GOAL OF THE EXERCISE:
The records below are to be reproduced exactly, and no picture should appear in the copy.

********************

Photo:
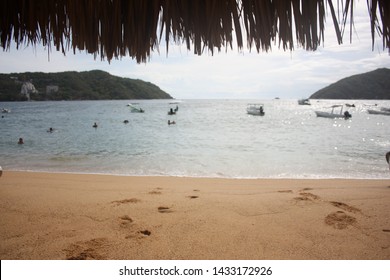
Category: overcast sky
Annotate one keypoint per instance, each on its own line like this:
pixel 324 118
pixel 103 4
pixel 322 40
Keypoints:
pixel 235 74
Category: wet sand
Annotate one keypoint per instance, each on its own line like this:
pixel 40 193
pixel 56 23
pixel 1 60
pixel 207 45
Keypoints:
pixel 72 216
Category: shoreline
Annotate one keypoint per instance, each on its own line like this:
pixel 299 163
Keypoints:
pixel 94 216
pixel 200 176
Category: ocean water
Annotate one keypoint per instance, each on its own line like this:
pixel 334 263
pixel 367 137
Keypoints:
pixel 211 138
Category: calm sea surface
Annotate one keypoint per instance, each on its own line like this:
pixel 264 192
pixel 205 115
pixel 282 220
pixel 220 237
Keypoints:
pixel 211 138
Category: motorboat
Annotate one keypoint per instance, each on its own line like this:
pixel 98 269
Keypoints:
pixel 386 109
pixel 336 111
pixel 255 109
pixel 304 101
pixel 382 111
pixel 135 109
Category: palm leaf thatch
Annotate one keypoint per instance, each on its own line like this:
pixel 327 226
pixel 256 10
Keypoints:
pixel 116 28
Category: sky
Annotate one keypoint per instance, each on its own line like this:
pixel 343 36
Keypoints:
pixel 231 74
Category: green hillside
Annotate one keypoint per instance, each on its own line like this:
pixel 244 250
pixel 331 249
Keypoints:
pixel 371 85
pixel 91 85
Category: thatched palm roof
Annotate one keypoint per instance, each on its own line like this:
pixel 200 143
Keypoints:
pixel 115 28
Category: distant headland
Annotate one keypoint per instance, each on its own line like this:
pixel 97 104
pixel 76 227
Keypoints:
pixel 89 85
pixel 370 85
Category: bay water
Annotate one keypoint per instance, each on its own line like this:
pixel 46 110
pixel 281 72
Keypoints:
pixel 211 138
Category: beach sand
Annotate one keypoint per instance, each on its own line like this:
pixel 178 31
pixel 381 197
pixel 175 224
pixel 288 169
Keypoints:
pixel 73 216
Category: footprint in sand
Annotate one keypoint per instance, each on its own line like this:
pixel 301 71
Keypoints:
pixel 125 221
pixel 163 209
pixel 340 220
pixel 306 196
pixel 285 191
pixel 145 232
pixel 345 207
pixel 154 192
pixel 88 250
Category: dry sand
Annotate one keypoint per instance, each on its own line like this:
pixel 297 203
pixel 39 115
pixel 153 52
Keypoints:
pixel 71 216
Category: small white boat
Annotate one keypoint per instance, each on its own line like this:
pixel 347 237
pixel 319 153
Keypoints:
pixel 379 112
pixel 386 109
pixel 336 111
pixel 135 109
pixel 255 109
pixel 304 101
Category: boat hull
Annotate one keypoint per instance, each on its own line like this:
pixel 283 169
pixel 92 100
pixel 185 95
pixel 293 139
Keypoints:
pixel 329 115
pixel 376 112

********************

RESULT:
Photo:
Category: overcast sky
Annotate one keypoint per instance, each on its own line like this:
pixel 324 118
pixel 103 4
pixel 322 40
Keypoints:
pixel 235 74
Category: wet sand
Annotate one keypoint per instance, each on its own line like this:
pixel 40 193
pixel 56 23
pixel 1 60
pixel 207 45
Keypoints:
pixel 72 216
Category: shoreline
Annotate one keypoint per instance, each on its own line like this:
pixel 299 163
Keypoints:
pixel 94 216
pixel 200 176
Category: ocean water
Annotate one keypoint per instance, each on its own line like this:
pixel 334 263
pixel 367 137
Keypoints:
pixel 211 138
Category: calm sea surface
Annotate one keypoint per instance, each on its own line like this:
pixel 264 192
pixel 205 115
pixel 282 220
pixel 220 237
Keypoints:
pixel 211 138
Category: motorboat
Annotate one keypoint per instance, each on its own line like this:
pixel 98 269
Keypoints:
pixel 386 109
pixel 336 111
pixel 255 109
pixel 304 101
pixel 382 111
pixel 135 109
Category: palm leaf thatch
Annotate one keypoint per instance, each on its own line like this:
pixel 327 226
pixel 256 10
Keypoints:
pixel 116 28
Category: sky
Annotate one keypoint per instance, each on its own line like this:
pixel 343 36
Keypoints:
pixel 231 74
Category: green hillside
Annotate one keypoint per instance, each on its own line like this:
pixel 244 250
pixel 331 249
Keypoints:
pixel 371 85
pixel 91 85
Category: thatched palm roof
Annotate one keypoint per instance, each on its own line like this:
pixel 200 143
Keypoints:
pixel 115 28
Category: distant headland
Annotate one keypoint per instance, each on its own line like this:
pixel 97 104
pixel 76 227
Keypoints:
pixel 89 85
pixel 370 85
Category: bay water
Annotate one keypoint per instance, each on its own line like this:
pixel 46 110
pixel 281 72
Keypoints:
pixel 211 138
Category: beach sand
Annotate one keypoint per instance, each on its own line like this:
pixel 178 31
pixel 381 197
pixel 175 224
pixel 288 169
Keypoints:
pixel 73 216
Category: footprint in sand
Annotate one keypoint per instance, each on its own line like this:
pixel 301 71
Keypoints:
pixel 125 221
pixel 163 209
pixel 340 220
pixel 306 196
pixel 285 191
pixel 145 232
pixel 345 207
pixel 154 192
pixel 88 250
Category: dry sand
Annotate one keypoint per instance, each on its own line like this:
pixel 297 203
pixel 39 115
pixel 153 52
Keypoints:
pixel 71 216
Category: small white boat
Annotate one keypoint per instance, each on its own line like this:
pixel 347 237
pixel 319 153
Keypoints:
pixel 379 112
pixel 386 109
pixel 336 111
pixel 135 109
pixel 255 109
pixel 304 101
Category: boat hull
Annotate one keypoint per instance, each on its own line like this:
pixel 283 169
pixel 92 100
pixel 185 95
pixel 293 139
Keypoints:
pixel 329 115
pixel 376 112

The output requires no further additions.